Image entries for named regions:
— start —

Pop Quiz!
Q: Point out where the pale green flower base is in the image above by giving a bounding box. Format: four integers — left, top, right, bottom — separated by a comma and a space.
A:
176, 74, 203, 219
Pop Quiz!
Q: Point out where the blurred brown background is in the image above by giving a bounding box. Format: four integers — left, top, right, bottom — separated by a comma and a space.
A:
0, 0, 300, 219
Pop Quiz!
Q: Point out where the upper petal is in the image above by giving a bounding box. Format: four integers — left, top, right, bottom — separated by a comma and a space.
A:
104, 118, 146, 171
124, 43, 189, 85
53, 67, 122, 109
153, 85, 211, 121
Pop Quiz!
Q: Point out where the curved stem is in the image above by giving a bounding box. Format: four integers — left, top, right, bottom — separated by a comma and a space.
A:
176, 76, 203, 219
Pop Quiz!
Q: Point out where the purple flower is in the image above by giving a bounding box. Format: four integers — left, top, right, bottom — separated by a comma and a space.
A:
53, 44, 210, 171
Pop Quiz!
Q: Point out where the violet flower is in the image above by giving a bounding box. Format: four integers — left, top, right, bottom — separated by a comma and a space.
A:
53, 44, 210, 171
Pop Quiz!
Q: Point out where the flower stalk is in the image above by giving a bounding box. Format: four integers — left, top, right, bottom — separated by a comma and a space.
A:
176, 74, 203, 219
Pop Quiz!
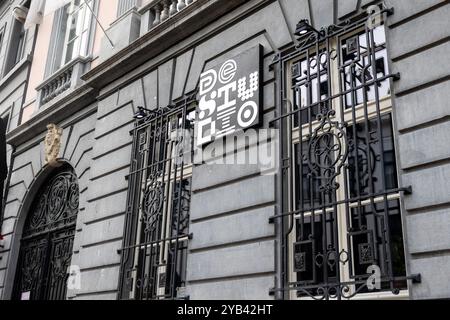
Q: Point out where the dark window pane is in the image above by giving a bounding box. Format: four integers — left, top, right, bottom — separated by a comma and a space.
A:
348, 200, 406, 291
347, 114, 398, 197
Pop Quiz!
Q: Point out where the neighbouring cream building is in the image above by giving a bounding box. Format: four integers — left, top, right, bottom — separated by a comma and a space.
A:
0, 0, 450, 300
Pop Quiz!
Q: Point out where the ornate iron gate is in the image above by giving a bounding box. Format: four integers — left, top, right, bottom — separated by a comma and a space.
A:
13, 167, 79, 300
272, 10, 420, 300
119, 96, 196, 300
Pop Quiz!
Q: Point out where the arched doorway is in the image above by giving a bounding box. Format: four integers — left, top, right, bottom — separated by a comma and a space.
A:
13, 166, 79, 300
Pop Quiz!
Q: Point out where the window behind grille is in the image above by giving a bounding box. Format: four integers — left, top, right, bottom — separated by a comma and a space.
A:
273, 10, 411, 299
119, 99, 195, 299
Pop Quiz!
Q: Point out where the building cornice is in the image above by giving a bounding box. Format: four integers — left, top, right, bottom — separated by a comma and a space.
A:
6, 0, 258, 146
82, 0, 246, 89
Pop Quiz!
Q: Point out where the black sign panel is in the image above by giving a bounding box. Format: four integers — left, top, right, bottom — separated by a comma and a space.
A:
195, 46, 262, 146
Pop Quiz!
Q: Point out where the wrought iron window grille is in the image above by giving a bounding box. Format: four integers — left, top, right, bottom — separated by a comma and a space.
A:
119, 95, 196, 300
270, 9, 420, 300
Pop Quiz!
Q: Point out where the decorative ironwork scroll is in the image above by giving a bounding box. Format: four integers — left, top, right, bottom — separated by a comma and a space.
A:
13, 167, 79, 300
271, 10, 420, 300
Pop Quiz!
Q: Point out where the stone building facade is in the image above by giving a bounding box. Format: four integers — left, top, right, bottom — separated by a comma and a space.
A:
0, 0, 450, 300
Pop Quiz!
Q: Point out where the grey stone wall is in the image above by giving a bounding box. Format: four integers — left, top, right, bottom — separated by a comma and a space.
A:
388, 0, 450, 299
0, 0, 34, 299
0, 105, 96, 299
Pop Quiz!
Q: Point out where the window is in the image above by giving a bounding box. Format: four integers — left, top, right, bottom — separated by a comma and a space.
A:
275, 12, 410, 299
0, 7, 30, 74
49, 0, 95, 73
119, 101, 195, 300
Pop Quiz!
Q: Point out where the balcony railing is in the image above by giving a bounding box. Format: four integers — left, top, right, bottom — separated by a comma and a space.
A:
141, 0, 195, 31
36, 58, 87, 105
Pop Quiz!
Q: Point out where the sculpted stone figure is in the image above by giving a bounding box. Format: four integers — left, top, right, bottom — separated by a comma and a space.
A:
44, 123, 63, 167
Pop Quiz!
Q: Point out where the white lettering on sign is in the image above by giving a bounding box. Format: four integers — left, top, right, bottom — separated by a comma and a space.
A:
195, 46, 262, 146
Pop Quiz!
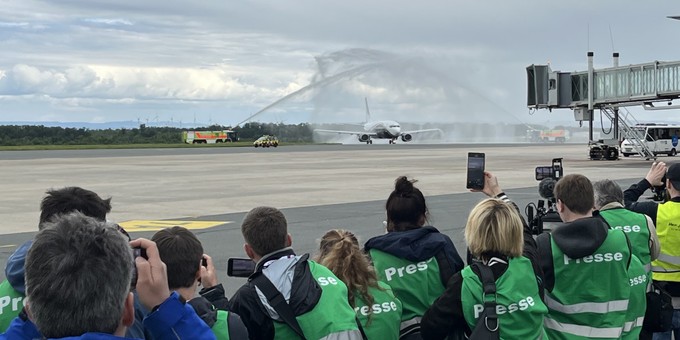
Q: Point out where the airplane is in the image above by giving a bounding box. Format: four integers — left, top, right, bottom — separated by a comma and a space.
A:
314, 98, 442, 144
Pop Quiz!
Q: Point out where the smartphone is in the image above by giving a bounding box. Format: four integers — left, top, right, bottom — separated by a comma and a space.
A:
130, 247, 149, 289
536, 166, 555, 181
466, 152, 485, 190
227, 257, 255, 277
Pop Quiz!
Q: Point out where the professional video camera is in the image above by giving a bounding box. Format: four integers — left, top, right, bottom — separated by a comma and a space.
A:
525, 158, 564, 235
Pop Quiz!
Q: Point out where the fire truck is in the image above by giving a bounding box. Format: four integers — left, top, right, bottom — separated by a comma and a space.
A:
182, 130, 238, 144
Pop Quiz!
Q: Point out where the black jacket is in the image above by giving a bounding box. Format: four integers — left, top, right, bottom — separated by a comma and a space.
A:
623, 178, 680, 297
224, 249, 322, 339
536, 211, 630, 291
189, 296, 248, 339
364, 226, 464, 286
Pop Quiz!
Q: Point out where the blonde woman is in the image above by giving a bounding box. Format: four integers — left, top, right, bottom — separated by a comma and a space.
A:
421, 172, 548, 339
316, 230, 401, 339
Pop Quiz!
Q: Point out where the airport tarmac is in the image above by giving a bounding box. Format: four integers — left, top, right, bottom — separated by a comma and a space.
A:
0, 144, 660, 294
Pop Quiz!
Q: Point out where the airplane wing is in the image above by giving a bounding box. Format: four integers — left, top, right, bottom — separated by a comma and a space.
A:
314, 129, 377, 138
401, 129, 444, 135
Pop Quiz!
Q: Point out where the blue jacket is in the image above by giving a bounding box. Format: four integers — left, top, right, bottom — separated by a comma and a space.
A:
0, 292, 215, 340
5, 240, 33, 295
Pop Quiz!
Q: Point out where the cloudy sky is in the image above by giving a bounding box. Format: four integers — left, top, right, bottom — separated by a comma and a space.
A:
0, 0, 680, 125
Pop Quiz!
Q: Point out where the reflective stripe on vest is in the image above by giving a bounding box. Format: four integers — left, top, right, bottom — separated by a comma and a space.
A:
460, 256, 548, 339
623, 316, 645, 332
399, 316, 423, 331
545, 295, 628, 314
657, 253, 680, 266
545, 228, 642, 339
543, 317, 623, 338
274, 260, 361, 339
652, 201, 680, 282
621, 255, 651, 340
212, 310, 229, 340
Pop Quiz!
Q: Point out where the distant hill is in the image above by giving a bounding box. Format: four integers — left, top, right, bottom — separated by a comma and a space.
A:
0, 120, 210, 130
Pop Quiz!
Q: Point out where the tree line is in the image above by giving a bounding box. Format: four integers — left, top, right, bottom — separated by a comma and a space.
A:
0, 122, 596, 146
0, 123, 312, 146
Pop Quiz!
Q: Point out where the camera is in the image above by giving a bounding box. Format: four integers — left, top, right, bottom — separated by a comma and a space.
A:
525, 158, 564, 235
649, 175, 670, 202
227, 257, 255, 277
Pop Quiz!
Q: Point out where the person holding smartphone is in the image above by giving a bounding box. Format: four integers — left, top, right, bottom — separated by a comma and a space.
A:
422, 172, 548, 339
364, 176, 463, 339
151, 226, 248, 340
0, 212, 215, 340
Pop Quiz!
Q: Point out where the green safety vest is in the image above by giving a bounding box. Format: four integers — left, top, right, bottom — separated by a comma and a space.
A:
354, 281, 401, 340
544, 229, 631, 339
211, 310, 229, 340
274, 260, 361, 339
369, 249, 446, 321
460, 256, 548, 339
652, 201, 680, 282
621, 255, 650, 340
0, 280, 26, 333
600, 208, 652, 265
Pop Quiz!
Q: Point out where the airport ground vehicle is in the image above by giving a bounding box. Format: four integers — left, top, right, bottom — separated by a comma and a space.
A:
588, 139, 619, 161
527, 129, 569, 143
253, 135, 279, 148
182, 130, 238, 144
621, 124, 680, 157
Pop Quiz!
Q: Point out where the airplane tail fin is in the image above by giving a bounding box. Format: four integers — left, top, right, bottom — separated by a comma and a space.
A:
364, 97, 371, 123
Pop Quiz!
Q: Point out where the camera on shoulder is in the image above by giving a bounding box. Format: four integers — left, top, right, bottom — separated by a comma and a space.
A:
525, 158, 564, 235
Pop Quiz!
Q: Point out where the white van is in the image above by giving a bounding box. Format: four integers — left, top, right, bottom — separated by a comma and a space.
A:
621, 124, 680, 157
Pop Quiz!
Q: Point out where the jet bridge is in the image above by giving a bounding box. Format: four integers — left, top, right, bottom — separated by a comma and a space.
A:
527, 52, 680, 159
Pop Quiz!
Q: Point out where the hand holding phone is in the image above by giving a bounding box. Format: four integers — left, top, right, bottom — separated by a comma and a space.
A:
130, 247, 149, 289
200, 254, 218, 288
466, 152, 485, 190
227, 257, 255, 277
130, 238, 170, 310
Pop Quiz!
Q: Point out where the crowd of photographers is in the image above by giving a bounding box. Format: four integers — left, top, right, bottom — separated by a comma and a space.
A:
0, 162, 680, 339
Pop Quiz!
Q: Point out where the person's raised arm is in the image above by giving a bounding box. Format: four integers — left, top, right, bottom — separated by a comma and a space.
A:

— end —

= Written request =
Reproduce the listing from its first line through the line containing "153, 85, 211, 121", switching "upper petal" to "top petal" and leaving everything else unchanged.

= Answer to the task =
Pop Quiz!
Q: Point out where the pale green flower base is in the image above by giving a bounding box. Format: four integers — left, top, right, bottom — separated by a comma and a space.
A:
176, 74, 203, 219
Pop Quiz!
Q: Point out where the blurred brown background is in the image above by giving a bounding box. Format: four integers — left, top, right, bottom — separated by a comma and a space.
A:
0, 0, 300, 219
Pop Quiz!
Q: Point out where the top petal is in the image above by giving a bounding box. Format: four integers — left, top, right, bottom — separated by a comma and a space.
A:
104, 118, 146, 171
124, 43, 189, 85
53, 67, 122, 109
153, 85, 211, 121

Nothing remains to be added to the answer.